Civil Candor

political cynicism for turbulent times

Copyright © 2021 CivilCandor.com

Home » Economy » Halting the Sequester Will Be a Historic Betrayal

Halting the Sequester Will Be a Historic Betrayal

Last update May 3, 2020

In less than three weeks Congress gets its wake up call. Campaigns will be over. For better or worse, voters will have made their decision. We will be two months away from taking a nosedive over Washington’s painstakingly constructed fiscal cliff. Efforts to halt the sequester will roll back the clock to 2011, when lawmakers failed to come to grips with deficit reduction and perpetrated a hoax on the American people with their Budget Control Act (see: Congress Hatches a Government Scam With Its Fiscal Cliff), a bipartisan boondoggle both parties credited with pointing the nation down the path to fiscal responsibility.

White House was jubilant over fiscal responsibility mandate.

Were Democrats so intent on forcing a tax hike in the name of shared responsibility that they forgot what the Budget Control Act was designed to do? Proclaiming “a victory for bipartisan compromise, for the economy and for the American people.”1 the White House praised the bill because it:

Removes the cloud of uncertainty over our economy at this critical time …2

and:

Establishes a bipartisan process to seek a balanced approach to larger deficit reduction through entitlement and tax reform;3

Best of all, the Budget Control Act had an:

Enforcement mechanism established to force all parties – Republican and Democrat – to agree to balanced deficit reduction.4

Countdown to a sequester sellout.

Way back in 2011 Harry Reid was optimistic. Sequestration was still far away and Congress was focused on wiping the national credit downgrade from our memories:

This lengthy debate left Americans across the country wondering whether Congress would get the job done, or send our economy off a cliff. But in the end, both sides came together. Neither side got everything it wanted, but our nation got a bipartisan compromise that averts an economic catastrophe, and puts us on a path toward fiscal stability.5

Reid insisted that he would be against halting the sequester in the absence of a “balanced plan,” Democratic lingo for a tax hike:

The sequester was designed to be painful, and it is. But that is the commitment to fiscal responsibility that both parties made to the American people. In the absence of a balanced plan that would reduce the deficit by at least as much, I will oppose any efforts to change or roll back the sequester.6

Despite a House Republican vote of 174 ayes, nearly double the 95 votes from Democrats, John Boehner sounded less than optimistic when the Budget Control Act was passed:

This bill is far from perfect, but it’s a positive step forward that denies President [Obama] the $2.4 trillion blank check that lets him continue his spending binge through the next election.7

Now both parties are in retreat and the sequester sellout is going full bore. Will Democrats accept a little shared responsibility, or will amnesia rule the day over this historic bit of bipartisanship?

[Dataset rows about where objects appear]
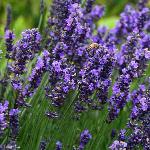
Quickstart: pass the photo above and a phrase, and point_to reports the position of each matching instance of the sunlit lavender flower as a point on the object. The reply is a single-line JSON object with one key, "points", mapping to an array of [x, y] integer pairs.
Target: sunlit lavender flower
{"points": [[9, 38], [8, 17], [14, 122], [43, 145], [3, 113], [84, 139], [25, 49], [58, 145], [118, 145], [37, 73]]}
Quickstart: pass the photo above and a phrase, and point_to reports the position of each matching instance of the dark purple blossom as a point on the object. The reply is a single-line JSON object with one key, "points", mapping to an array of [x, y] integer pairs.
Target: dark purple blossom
{"points": [[84, 139], [58, 145], [25, 49], [14, 122], [9, 38], [3, 113], [8, 17], [118, 145]]}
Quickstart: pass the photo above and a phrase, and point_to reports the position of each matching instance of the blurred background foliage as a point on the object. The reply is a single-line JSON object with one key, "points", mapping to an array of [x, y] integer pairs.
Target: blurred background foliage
{"points": [[26, 13]]}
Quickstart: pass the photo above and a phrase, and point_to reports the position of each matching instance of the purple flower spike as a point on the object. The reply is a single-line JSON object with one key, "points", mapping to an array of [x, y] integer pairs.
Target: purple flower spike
{"points": [[58, 145], [84, 139]]}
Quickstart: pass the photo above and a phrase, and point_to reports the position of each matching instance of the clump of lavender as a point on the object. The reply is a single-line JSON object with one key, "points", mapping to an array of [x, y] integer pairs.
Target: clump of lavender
{"points": [[95, 76], [36, 75], [3, 117], [14, 122], [84, 139], [58, 145], [43, 145], [118, 145], [25, 49], [133, 60], [137, 133], [9, 17], [9, 38]]}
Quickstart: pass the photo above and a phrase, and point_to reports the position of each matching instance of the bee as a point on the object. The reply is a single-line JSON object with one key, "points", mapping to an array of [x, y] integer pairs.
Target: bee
{"points": [[92, 46]]}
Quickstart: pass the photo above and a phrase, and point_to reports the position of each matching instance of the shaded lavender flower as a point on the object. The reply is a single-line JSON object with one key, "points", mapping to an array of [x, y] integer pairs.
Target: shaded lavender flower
{"points": [[113, 133], [88, 5], [8, 17], [147, 26], [9, 38], [3, 113], [84, 139], [118, 145], [95, 75], [37, 73], [41, 6], [136, 134], [52, 115], [25, 49], [14, 122], [133, 66], [142, 4], [43, 145], [97, 12], [58, 145], [11, 145]]}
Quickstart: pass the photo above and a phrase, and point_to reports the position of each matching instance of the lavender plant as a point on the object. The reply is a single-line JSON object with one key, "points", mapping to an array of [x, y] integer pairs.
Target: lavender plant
{"points": [[69, 85]]}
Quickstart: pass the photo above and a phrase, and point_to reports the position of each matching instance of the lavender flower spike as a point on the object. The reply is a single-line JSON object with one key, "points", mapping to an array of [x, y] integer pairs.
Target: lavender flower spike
{"points": [[84, 139], [58, 145], [3, 113]]}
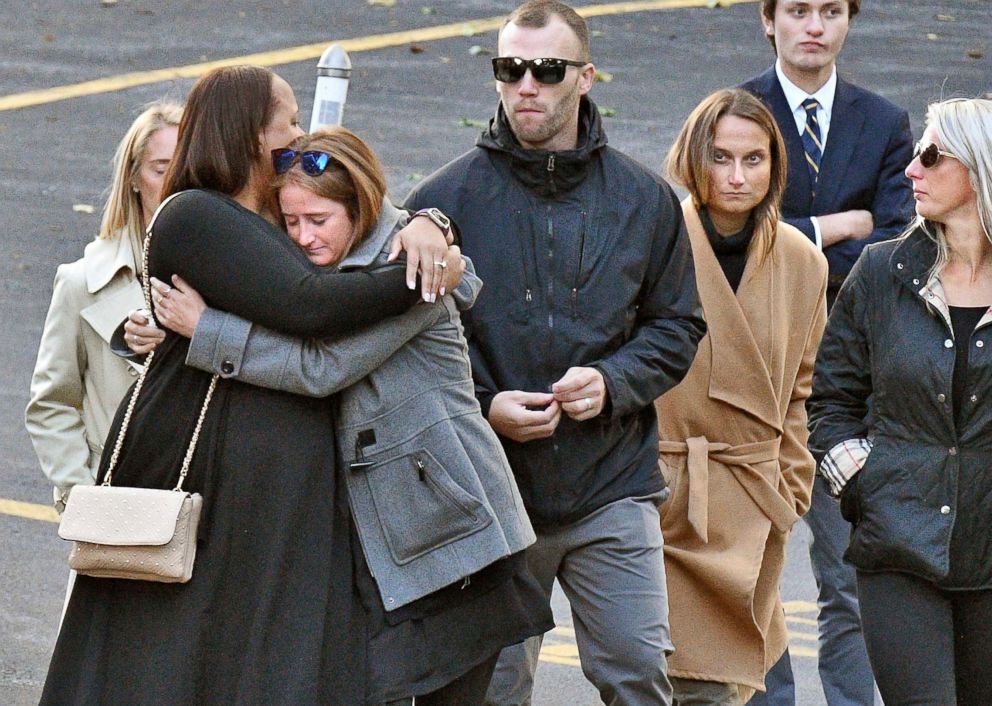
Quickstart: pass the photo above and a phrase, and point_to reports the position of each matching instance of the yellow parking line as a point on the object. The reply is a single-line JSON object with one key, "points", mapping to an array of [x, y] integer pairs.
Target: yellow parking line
{"points": [[31, 511], [312, 51], [792, 607]]}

▶ [Written request]: In the article on halting the sequester, repeat the passage starting with "Best of all, the" and going on through "a sequester sellout.", word for word.

▶ [Output below]:
Best of all, the Budget Control Act had an:

Enforcement mechanism established to force all parties – Republican and Democrat – to agree to balanced deficit reduction.4

Countdown to a sequester sellout.